▼
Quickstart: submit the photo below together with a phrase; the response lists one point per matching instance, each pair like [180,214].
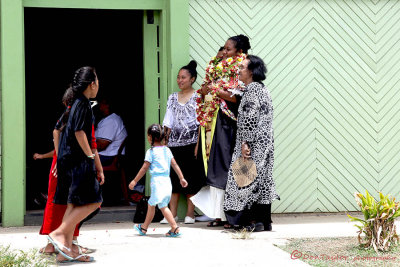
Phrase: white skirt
[210,201]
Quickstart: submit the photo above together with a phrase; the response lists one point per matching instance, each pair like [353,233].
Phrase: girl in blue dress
[158,159]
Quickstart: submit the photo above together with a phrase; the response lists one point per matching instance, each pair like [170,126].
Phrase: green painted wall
[12,113]
[172,17]
[334,78]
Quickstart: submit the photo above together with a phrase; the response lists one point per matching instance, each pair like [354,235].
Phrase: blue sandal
[141,231]
[173,233]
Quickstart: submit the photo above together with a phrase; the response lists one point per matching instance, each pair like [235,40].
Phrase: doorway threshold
[114,214]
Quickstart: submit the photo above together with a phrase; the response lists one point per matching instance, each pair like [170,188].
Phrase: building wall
[334,78]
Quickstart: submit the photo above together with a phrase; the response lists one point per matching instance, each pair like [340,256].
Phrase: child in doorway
[159,159]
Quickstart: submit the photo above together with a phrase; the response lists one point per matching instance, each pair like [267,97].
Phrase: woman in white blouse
[181,135]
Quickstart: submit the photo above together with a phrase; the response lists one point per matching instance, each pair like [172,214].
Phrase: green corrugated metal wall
[334,77]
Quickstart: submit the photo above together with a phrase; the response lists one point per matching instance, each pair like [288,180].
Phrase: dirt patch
[338,251]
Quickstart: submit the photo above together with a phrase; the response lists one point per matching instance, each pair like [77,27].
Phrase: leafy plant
[20,258]
[378,224]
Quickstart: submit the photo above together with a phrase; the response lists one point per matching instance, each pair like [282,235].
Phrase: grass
[338,251]
[14,258]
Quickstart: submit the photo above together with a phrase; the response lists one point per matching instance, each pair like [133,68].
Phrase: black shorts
[191,167]
[77,182]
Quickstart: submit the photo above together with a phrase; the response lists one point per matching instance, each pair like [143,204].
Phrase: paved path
[118,244]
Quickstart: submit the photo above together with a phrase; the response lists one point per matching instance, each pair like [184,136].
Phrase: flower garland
[221,74]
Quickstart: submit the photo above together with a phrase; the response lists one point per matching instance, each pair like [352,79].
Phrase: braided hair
[83,77]
[156,132]
[191,68]
[241,43]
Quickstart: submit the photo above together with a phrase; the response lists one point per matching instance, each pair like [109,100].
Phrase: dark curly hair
[241,43]
[83,77]
[257,67]
[191,68]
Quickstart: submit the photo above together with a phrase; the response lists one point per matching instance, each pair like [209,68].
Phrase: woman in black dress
[78,165]
[210,199]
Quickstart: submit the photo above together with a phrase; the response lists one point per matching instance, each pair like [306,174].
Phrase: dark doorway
[59,41]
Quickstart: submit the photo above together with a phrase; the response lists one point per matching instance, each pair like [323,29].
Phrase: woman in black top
[78,165]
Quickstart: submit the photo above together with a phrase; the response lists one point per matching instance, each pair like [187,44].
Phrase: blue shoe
[173,233]
[141,231]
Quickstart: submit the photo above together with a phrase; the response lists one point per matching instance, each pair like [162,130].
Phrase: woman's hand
[246,150]
[183,182]
[54,171]
[100,177]
[205,89]
[196,149]
[132,184]
[37,156]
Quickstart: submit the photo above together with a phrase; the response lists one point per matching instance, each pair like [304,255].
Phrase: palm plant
[378,224]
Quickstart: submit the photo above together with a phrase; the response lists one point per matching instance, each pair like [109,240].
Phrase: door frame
[174,52]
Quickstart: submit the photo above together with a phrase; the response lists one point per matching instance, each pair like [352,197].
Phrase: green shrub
[20,258]
[378,224]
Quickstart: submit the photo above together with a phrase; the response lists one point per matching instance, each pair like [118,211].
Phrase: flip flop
[68,258]
[42,251]
[216,223]
[173,233]
[57,246]
[138,227]
[80,248]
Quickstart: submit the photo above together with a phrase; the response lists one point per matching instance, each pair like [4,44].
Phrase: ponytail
[83,77]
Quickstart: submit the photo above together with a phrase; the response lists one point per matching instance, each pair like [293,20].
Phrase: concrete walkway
[118,244]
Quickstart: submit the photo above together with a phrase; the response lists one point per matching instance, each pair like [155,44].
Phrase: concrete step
[106,215]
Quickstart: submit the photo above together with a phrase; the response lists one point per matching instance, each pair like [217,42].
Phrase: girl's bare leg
[190,210]
[149,216]
[170,218]
[173,203]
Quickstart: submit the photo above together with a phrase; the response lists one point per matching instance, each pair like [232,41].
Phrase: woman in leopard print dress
▲
--- Action item ---
Output the material above word for word. Leave out its images.

--- Expected output ---
Quickstart: submit the photo below together with a phrase; the response lists one point per matching instance, each pair like [180,214].
Phrase: white skirt
[210,201]
Quickstart: submit the photo above together with a phrase; the response lists one point per matching instance, each pair like [353,233].
Phrase: girl in blue dress
[158,159]
Quickstart: submit the photo above together with a phrase; the response lists one point per matching instance, each pair like [170,126].
Phrase: green painted wall
[12,113]
[172,17]
[334,78]
Quickstart: submit the photo above together with a phrase; the response lists one point per matching instance, each pair like [354,235].
Phrase: blue sandal
[141,231]
[173,233]
Quickstart: submit the photo above together with a phrase; the response lists one point per matching instance, each pair like [235,40].
Phrase: doorway threshold
[114,214]
Quickstart: submit the photo above together with a phrase; the response lists one point per matching instance, each pair like [170,188].
Phrase: building wall
[334,78]
Quickstart: submit the photo above together with a phrase; the response lists one point per matching instance, each pair like [340,256].
Phrase: child in doorway
[159,159]
Quickstart: submit the photo above together with a phrase; the response lists one point per matching instance, each pair like [267,97].
Phrase: woman in white blouse
[181,135]
Quickstart: submit the photo above together with a phrase; the response lists one point per matching instance, each pair like [172,214].
Phrase: green corrugated metal wall
[334,77]
Quickstart: submit the photo above together with a phrase; the response lists one point per matching instance, each pair like [288,180].
Phrase: dirt patch
[338,251]
Quickstart: submit the photo above together with a phrase; the response lists one point per matching instance, each pair like [77,27].
Phrase: leafy plant
[20,258]
[378,224]
Quickstart: submit the photo above together with a phrase; the response lists one point per matching instance, each pair like [282,235].
Phrase: grass
[338,251]
[14,258]
Quickstart: submit the photo above together with a phrase; the response lists one point per matching instance, each pair like [133,68].
Phrase: black shorts
[191,167]
[77,182]
Quickstart: submit the photo above together with a phrase; the response lists one point per matching instance, each pair like [143,204].
Phrase: paved path
[118,244]
Quickstart: submit the photo above together with a phrase; the response lists one point per matching instance, each pair like [184,136].
Phrase: flower garland
[221,74]
Quickstart: submit the photo above together with a phrase; the response lists one point per matching instance, each pair like [352,79].
Phrase: braided hair
[83,77]
[156,132]
[191,68]
[241,43]
Quickstart: submit the photo above together with a phrase; the response lists one point per matching instance, each pair like [109,100].
Phrase: dark curly hair
[241,43]
[83,77]
[257,67]
[191,68]
Quickstart: submit the photo above together with a phrase; the response lists one point per matching instance, each pair like [209,68].
Phrase: woman in black dress
[78,165]
[210,199]
Quickstart: submit the photo above together with a phrase; the response lists one point per matching instance, each pair like [306,174].
Phrase: dark doorway
[59,41]
Quickstart: submit the photo above together with a phrase; the response lists one point per matching instance, each pair like [323,29].
Phrase: woman in black top
[78,165]
Quickstart: submit the photo above together with a phrase; the response lists one point per matching instance, each pair like [187,44].
Phrase: blue shoe
[173,233]
[141,231]
Quickstart: submit the photo above together with a phrase; the response lists one point per matching instance, each pair like [162,130].
Phrase: woman's hand
[246,150]
[183,182]
[54,171]
[100,177]
[205,89]
[196,149]
[132,184]
[37,156]
Quickstart: submit the photo above together with a phrase; the response lists one point per matching instance, each pair like [304,255].
Phrase: palm plant
[378,224]
Quickstart: submit the photo above together with a phrase; the response lists one point per matching instance, each pair like [109,240].
Phrase: door frame
[174,52]
Quickstart: submit the photo above together with a phrase; the response lists one point per matching instance, each pair like [352,197].
Phrase: green shrub
[20,258]
[378,224]
Quickstart: submit the photo above together with a phrase; the response lists one point per matching instance, each pair like [118,211].
Phrase: flip flop
[68,258]
[42,251]
[216,223]
[173,233]
[57,246]
[138,227]
[80,248]
Quickstart: submit the photo above together with a phrase; the response lists one point per matching instance, each pair like [4,44].
Phrase: ponytail
[83,77]
Quickstart: submit the photo above together with a phrase; the response lists one point per matching instance, each pair like [293,20].
Phrase: concrete walkway
[118,244]
Quickstart: submit the photo above together with a phrase; the response lists one point per matching instance, each pair like [155,44].
Phrase: concrete step
[106,215]
Quickstart: submit the photo above together with a phrase; the response lists one point per matching instance, each pair like [217,42].
Phrase: girl's bare leg
[190,210]
[149,216]
[170,218]
[173,203]
Quickstart: submit the photo above together with a phrase; the response lists one point per matching instance, each pair like [232,41].
Phrase: woman in leopard print dress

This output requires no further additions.